§ The task: Edit the records below so that each "in this photo" becomes "in this image", with every other word and line left unchanged. Give the edited records without the pictures.

§ Material for this task:
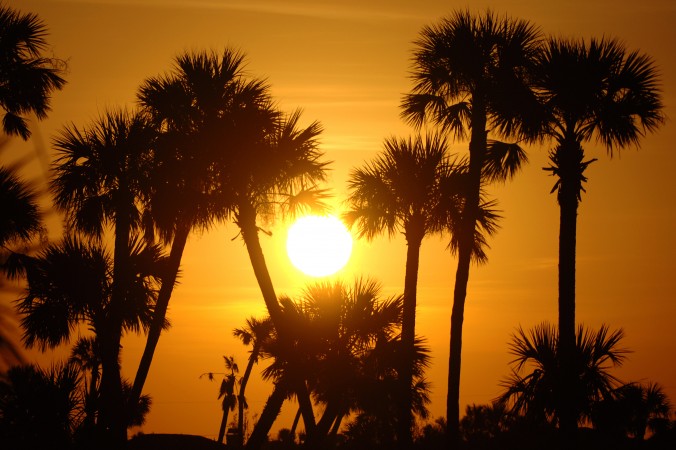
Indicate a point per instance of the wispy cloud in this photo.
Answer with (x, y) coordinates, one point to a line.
(309, 9)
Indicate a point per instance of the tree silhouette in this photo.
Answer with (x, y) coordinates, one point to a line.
(227, 393)
(471, 76)
(194, 106)
(255, 333)
(633, 409)
(403, 190)
(27, 78)
(39, 408)
(100, 178)
(589, 90)
(537, 393)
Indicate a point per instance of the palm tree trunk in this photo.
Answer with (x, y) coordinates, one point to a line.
(247, 224)
(477, 151)
(224, 422)
(414, 237)
(294, 425)
(270, 412)
(316, 438)
(245, 379)
(160, 313)
(111, 418)
(570, 159)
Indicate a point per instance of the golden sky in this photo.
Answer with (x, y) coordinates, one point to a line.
(345, 63)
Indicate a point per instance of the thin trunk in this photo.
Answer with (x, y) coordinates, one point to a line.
(112, 409)
(316, 438)
(414, 237)
(224, 421)
(270, 412)
(242, 387)
(247, 224)
(160, 314)
(477, 151)
(294, 425)
(570, 165)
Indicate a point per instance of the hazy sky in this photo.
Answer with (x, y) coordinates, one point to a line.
(345, 63)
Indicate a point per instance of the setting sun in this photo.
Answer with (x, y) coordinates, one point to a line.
(318, 245)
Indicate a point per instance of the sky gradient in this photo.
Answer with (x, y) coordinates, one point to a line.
(346, 64)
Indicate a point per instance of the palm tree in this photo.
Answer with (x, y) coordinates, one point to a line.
(346, 351)
(86, 357)
(535, 386)
(39, 408)
(471, 75)
(100, 177)
(595, 90)
(20, 223)
(633, 409)
(194, 107)
(401, 191)
(272, 171)
(27, 78)
(227, 392)
(255, 333)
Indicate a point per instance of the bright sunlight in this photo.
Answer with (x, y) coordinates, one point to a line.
(319, 245)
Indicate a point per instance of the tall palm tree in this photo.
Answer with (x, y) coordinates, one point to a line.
(70, 283)
(471, 75)
(194, 106)
(255, 333)
(272, 171)
(401, 191)
(27, 78)
(590, 90)
(100, 177)
(20, 222)
(535, 387)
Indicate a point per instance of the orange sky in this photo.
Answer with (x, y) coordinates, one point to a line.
(345, 63)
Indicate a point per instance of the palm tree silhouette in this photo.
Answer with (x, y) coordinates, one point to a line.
(401, 191)
(100, 178)
(86, 357)
(39, 408)
(227, 393)
(535, 387)
(27, 78)
(202, 96)
(346, 351)
(589, 90)
(471, 76)
(255, 333)
(633, 409)
(20, 223)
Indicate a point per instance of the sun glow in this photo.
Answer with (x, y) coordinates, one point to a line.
(319, 245)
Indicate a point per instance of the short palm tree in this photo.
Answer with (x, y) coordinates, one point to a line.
(535, 387)
(100, 178)
(633, 409)
(402, 190)
(256, 333)
(190, 105)
(590, 90)
(227, 393)
(39, 408)
(471, 75)
(27, 78)
(86, 357)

§ Task result:
Indicate a point per instance of the wispy cloud in this image.
Answer with (x, y) coordinates, one point to a line.
(309, 9)
Indicate a point per instance of the tree silhouette in this image.
Answer with (x, y) coordinates, one point to a line.
(227, 393)
(471, 76)
(194, 106)
(255, 333)
(633, 409)
(403, 190)
(27, 78)
(39, 408)
(100, 178)
(589, 90)
(537, 393)
Indicate a point per instance of the palm tree trunk in this image.
Answer with (x, y) coordinates, one point to a line.
(247, 224)
(477, 151)
(224, 422)
(414, 237)
(294, 425)
(270, 412)
(316, 438)
(245, 379)
(160, 313)
(111, 418)
(570, 159)
Indicate a point per instance of the golden sky in this image.
Answer with (x, y) coordinates, one point to a line.
(345, 63)
Indicate a point per instance of the thin trunk in this image.
Answer with (x, y) coordinates, one point to a line.
(112, 409)
(316, 438)
(414, 237)
(224, 421)
(270, 412)
(242, 387)
(247, 224)
(160, 314)
(477, 151)
(294, 425)
(570, 165)
Indicate a point per instance of the hazy sky in this image.
Answer with (x, y) coordinates, one point to a line.
(345, 63)
Indicate a point per instance of the setting sun in this image.
Answer with (x, y) coordinates, one point to a line.
(318, 245)
Indicate a point per instance of the sky gradient in this image.
Answer with (x, y) coordinates, one point to a line.
(346, 64)
Indicate a point per instance of the palm tree in this image.
Answer with (x, y) coordinates, one point to a line.
(346, 351)
(86, 357)
(535, 386)
(39, 408)
(471, 75)
(100, 177)
(595, 90)
(20, 223)
(633, 409)
(194, 107)
(401, 191)
(272, 171)
(27, 78)
(227, 392)
(255, 333)
Indicate a point per instance of the bright sunlight in this image.
Answer with (x, y) coordinates, one point to a line.
(319, 245)
Indicate a point per instance of the tall palm tree in this image.
Answer with (x, y) coordinates, one point to a line.
(70, 283)
(471, 75)
(194, 106)
(255, 333)
(272, 171)
(401, 191)
(27, 78)
(590, 90)
(100, 177)
(20, 222)
(535, 387)
Indicate a point per instance of the orange sky in this image.
Answer with (x, y) coordinates, one point to a line.
(345, 63)
Indicate a point per instance of the palm tree silhouette in this image.
Answer with (x, y) coordinates, one point to a line.
(401, 191)
(100, 178)
(86, 357)
(39, 408)
(227, 393)
(535, 387)
(27, 78)
(202, 96)
(346, 351)
(589, 90)
(471, 76)
(255, 333)
(633, 409)
(20, 223)
Indicate a point per instance of the sun glow in this image.
Answer with (x, y) coordinates, one point to a line.
(319, 245)
Indicate a point per instance of the short palm tree in this image.
Answer with (x, y) coordinates, one point to a line.
(535, 387)
(100, 178)
(633, 409)
(402, 190)
(256, 333)
(190, 105)
(590, 90)
(227, 393)
(39, 408)
(471, 75)
(27, 78)
(86, 357)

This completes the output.